Tentoonstelling Boven het Maaiveld: 25 jaar archeologische vondsten. Tot en met 7 september in Rijksmuseum van Oudheden, Leiden.

In het Rijksmuseum van Oudheden kun je dagenlang dwalen door de erfenis die de oude Egyptenaren, de Grieken en de Romeinen ons hebben nagelaten. In de inmiddels voorbije expositie Bronstijd: Vuur van verandering kon je veel te weten komen over de bronstijd (2000-800 v. Chr.). De talrijke toepassingen van het nieuw ontdekte metaal bracht de samenlevingen in heel Europa op een hoger plan.
In de nieuwe tentoonstelling Boven het maaiveld blijven we dichter bij huis. In deze expositie worden de bijzondere vondsten getoond die de Nederlandse bodem de afgelopen 25 jaar prijs heeft gegeven.
Met 500 objecten wordt een beroep gedaan op het uithoudings- en het voorstellingsvermogen van de bezoeker. Dat laatste is niet zo moeilijk. De vormgevers van de tentoonstelling hebben de voorwerpen die tussen 2000-2025 op 200 vindplaatsen bovengronds kwamen op aansprekende wijze gepresenteerd.
Veel objecten steken letterlijk èn figuurlijk boven het maaiveld uit. Ze zijn niet alleen mooi of interessant qua uiterlijk, maar vertellen ook iets over de gebruikswaarde in de ontstaanstijd. Zoals een mantelspeld in de vorm van een Cicade. De vleugels dragen nog de sporen van glas of email. De speciale naaldconstructie verraadt dat de in 2015 in Utrecht gevonden fibula afkomstig is van de Balkan!

Bezoekers uit het hele land kunnen in deze expositie iets van hun gading vinden. Alle Nederlandse provincies en de Caribische eilanden zijn vertegenwoordigd.
Anders dan de traditionele benadering, waarin uitsluitend archeologen en overheidsinstanties aan bod komen, hebben ook amateurs die bijdroegen aan de expositie een stem gekregen. Jongens met metaaldetectors, mensen die een toevallige vondst deden en niet in de laatste plaats: vrijwilligers!
Alle getoonde voorwerpen zijn op eigen wijze waardevol en roepen uiteenlopende vragen op. Ze zijn mooi, uniek of verrassend. Dat geldt ook voor de vindplaats, zoals een kostbare bord van Japans porselein in de zogeheten Kutani-stijl dat het archeologenhart sneller deed kloppen. Het in olijfgroen en roze beschilderde -oudst bekende uit Japan geïmporteerde bord in ons land- werd opgediept uit de beerput van het huis van Cornelis Lampsins, de vermogende Vlissingse reder die zich als bewindhebber van de WIC baron (…) van het eiland Tobago mocht noemen.

-.-.-

OPGAVEN>
[a] Hoeveel objecten zijn er volgens het fragment over de tentoonstelling te zien?
[b] Zet het fragment over de tentoonstelling voort, te beginnen na de laatste zin.
De records hebben geen verband met het fragment.

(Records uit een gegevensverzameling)

-.-.-

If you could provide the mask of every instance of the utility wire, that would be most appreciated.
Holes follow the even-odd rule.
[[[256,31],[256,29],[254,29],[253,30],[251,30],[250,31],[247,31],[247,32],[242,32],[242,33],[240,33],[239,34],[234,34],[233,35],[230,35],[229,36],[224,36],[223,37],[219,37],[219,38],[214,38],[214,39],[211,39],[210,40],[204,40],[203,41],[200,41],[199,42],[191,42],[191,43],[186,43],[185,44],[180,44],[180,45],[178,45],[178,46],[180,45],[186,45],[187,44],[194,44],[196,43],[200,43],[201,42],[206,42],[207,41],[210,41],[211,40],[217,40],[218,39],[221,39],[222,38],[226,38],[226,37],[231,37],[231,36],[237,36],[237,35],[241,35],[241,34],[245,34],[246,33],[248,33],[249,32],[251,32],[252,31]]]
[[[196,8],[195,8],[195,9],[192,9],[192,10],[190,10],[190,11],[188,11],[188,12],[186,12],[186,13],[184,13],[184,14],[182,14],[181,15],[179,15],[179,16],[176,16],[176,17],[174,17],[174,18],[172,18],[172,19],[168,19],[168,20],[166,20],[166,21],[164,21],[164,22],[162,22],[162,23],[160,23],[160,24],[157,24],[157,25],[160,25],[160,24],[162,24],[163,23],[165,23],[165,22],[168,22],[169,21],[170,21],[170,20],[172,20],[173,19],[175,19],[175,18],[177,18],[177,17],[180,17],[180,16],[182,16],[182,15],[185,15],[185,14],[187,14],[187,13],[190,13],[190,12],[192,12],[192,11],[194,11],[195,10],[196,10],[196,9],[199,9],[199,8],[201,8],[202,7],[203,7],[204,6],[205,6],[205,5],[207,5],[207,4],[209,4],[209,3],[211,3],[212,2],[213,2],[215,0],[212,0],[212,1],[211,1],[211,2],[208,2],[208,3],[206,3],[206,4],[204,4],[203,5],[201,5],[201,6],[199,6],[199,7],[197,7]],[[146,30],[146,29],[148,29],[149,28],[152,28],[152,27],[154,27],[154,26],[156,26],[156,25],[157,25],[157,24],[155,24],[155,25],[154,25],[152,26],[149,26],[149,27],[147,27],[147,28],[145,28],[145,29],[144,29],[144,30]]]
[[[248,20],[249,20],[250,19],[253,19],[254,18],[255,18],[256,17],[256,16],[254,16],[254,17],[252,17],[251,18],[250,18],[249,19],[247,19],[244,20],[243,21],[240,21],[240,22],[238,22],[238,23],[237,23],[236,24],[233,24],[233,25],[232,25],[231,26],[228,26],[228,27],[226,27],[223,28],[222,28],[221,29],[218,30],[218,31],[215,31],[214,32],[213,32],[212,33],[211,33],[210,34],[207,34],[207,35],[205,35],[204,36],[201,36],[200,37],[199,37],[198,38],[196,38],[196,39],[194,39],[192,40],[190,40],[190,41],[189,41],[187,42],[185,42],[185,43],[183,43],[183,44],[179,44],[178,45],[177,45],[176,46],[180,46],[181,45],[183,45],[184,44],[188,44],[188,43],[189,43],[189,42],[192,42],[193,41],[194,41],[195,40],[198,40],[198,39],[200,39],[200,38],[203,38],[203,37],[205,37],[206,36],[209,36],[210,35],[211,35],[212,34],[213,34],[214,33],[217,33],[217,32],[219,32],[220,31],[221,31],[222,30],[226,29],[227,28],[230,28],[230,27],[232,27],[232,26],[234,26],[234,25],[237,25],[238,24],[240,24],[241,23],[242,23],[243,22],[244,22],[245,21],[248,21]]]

-.-.-

ANTWOORDEN PER OPGAVE>
[a] 500 objecten.

[b]
Wat is er in de tijdspanne van 25 jaar al niet opgegraven? Je kunt het zo gek niet bedenken. Van alledaagse en luxe gebruiksvoorwerpen, wapens, munten en sieraden is de toepassing nog wel te achterhalen, maar de botten van een leeuw die op het Haagse Binnenhof bovengronds kwamen bezorgden de onderzoekers hoofdbrekens. Andere objecten zorgen ondanks, of juist door de distantie in tijd voor emotie.
Zoals de uitzonderlijk goed bewaard gebleven gebreide kindersok uit het midden van de 16e eeuw die in Groningen werd gevonden. De gedachte aan een kindervoetje dat hier destijds in rondgelopen heeft zorgt over de eeuwen heen voor connectie en emotie. Dat geldt ook voor meer recente persoonlijke bezittingen uit Kamp Westerbork en voorwerpen uit de West, die herinneren aan het slavernijverleden.

Scheepswrakken die eeuwenlang op de zeebodem hebben gelegen vormen als tijdscapsule ook een goed gedocumenteerde Fundgrube. Niet alleen de bewaarde inventaris van een schip dat naar de kelder ging, maar ook de versieringen aan het achterschip of de boeg zijn interessant. Zoals het boegbeeld van een schip dat tussen 1650-1675 op de rede van Texel is vergaan. Een afschrikwekkend beeld van een krijger met Phrygische muts dat vijanden op zee op andere gedachten moest brengen! De beeldtaal is illustratief voor de iconologie ten tijde van de 80-jarige oorlog. In de toen actuele Opstand tegen de Spaanse overheerser werd teruggegrepen op het roemruchte verleden van de Bataafse Opstand tegen de Romeinen.

Onderzoeksmethodes.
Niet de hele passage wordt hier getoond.